Please copy out the part of the records that opens with the line containing "If you could tag the herringbone" and closes with the final line of the records, keeping the requests and their sample pairs unchanged. Shift every coordinate in the answers by adding 131 to each number.

********************

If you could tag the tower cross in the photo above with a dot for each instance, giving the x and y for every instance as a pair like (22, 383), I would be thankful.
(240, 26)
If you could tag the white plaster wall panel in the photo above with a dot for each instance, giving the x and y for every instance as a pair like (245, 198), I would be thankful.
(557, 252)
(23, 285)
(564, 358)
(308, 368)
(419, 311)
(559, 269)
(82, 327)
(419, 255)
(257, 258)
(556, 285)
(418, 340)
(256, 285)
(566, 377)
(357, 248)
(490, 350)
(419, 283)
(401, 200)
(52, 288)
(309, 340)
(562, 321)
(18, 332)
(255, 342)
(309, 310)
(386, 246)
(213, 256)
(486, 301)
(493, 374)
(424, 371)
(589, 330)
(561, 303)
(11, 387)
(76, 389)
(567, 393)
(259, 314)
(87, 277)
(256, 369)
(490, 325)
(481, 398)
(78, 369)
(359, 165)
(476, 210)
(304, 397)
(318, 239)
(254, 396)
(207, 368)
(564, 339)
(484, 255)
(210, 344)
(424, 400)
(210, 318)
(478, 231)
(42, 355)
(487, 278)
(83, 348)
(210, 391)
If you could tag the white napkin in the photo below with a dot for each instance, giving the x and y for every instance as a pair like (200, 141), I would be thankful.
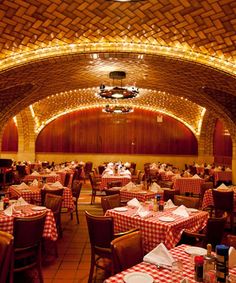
(156, 188)
(159, 256)
(133, 203)
(35, 173)
(20, 201)
(23, 186)
(35, 183)
(181, 211)
(196, 176)
(57, 184)
(232, 257)
(169, 204)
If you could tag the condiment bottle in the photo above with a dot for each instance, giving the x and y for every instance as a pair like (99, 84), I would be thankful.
(209, 263)
(198, 275)
(222, 262)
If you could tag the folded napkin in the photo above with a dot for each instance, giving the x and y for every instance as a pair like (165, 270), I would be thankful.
(35, 173)
(23, 186)
(156, 188)
(133, 203)
(196, 176)
(169, 204)
(232, 257)
(159, 256)
(20, 201)
(35, 183)
(181, 211)
(57, 184)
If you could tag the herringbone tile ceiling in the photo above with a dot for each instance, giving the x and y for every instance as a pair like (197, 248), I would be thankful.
(203, 27)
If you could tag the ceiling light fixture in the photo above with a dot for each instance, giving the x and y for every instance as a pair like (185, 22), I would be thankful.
(117, 109)
(118, 92)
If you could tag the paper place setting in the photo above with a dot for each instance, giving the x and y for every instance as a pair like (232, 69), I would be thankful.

********************

• [Task response]
If you could tag the herringbone tile ceiling in the photo above with a dot for each instance, giving the x and y for every instance as a pair like (197, 248), I would be thankful.
(334, 158)
If you could tag the ceiling light fixture in the photo above with a dot for each instance, giving the x and y for every instance as a pair like (185, 22), I would be thankful.
(248, 240)
(249, 223)
If you could tag the paper place setting in the photo above with a dot for each instance, giving the x and y for every instance as a pair like (232, 69), I would be thankful.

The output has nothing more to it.